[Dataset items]
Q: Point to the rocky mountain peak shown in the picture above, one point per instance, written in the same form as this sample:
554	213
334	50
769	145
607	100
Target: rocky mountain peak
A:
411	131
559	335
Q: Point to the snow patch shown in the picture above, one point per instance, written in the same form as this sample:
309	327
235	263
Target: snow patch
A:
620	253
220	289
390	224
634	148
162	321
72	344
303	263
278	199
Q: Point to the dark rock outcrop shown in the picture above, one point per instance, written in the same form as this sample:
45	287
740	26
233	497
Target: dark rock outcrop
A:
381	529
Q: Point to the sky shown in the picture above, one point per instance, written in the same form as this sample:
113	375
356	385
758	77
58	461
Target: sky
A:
* * *
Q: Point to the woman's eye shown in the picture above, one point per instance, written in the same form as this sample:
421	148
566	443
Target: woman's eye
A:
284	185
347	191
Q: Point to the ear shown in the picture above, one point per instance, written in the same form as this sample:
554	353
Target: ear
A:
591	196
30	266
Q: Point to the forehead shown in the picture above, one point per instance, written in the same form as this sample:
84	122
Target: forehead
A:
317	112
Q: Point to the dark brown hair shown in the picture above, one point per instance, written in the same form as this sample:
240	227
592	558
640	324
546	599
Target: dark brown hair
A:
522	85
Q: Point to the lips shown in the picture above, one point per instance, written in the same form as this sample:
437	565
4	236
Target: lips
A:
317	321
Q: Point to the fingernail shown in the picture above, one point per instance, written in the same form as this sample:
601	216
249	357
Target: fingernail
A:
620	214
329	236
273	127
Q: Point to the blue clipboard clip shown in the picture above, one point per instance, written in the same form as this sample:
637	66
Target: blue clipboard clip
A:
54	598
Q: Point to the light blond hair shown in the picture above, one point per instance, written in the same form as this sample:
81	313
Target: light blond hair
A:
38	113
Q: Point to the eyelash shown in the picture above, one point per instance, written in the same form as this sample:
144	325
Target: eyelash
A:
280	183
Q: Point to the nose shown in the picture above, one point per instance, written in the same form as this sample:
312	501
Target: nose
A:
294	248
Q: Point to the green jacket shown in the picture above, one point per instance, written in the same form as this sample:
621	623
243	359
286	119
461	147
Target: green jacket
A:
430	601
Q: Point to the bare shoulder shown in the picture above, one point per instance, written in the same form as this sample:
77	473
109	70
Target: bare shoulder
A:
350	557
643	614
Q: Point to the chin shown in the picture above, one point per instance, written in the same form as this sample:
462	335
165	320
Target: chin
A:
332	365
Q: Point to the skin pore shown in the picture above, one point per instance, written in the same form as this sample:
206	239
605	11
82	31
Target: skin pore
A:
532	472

Work order: After reading the entries above, report the number of lines that include the string "peak". Give no other text.

Output below: 2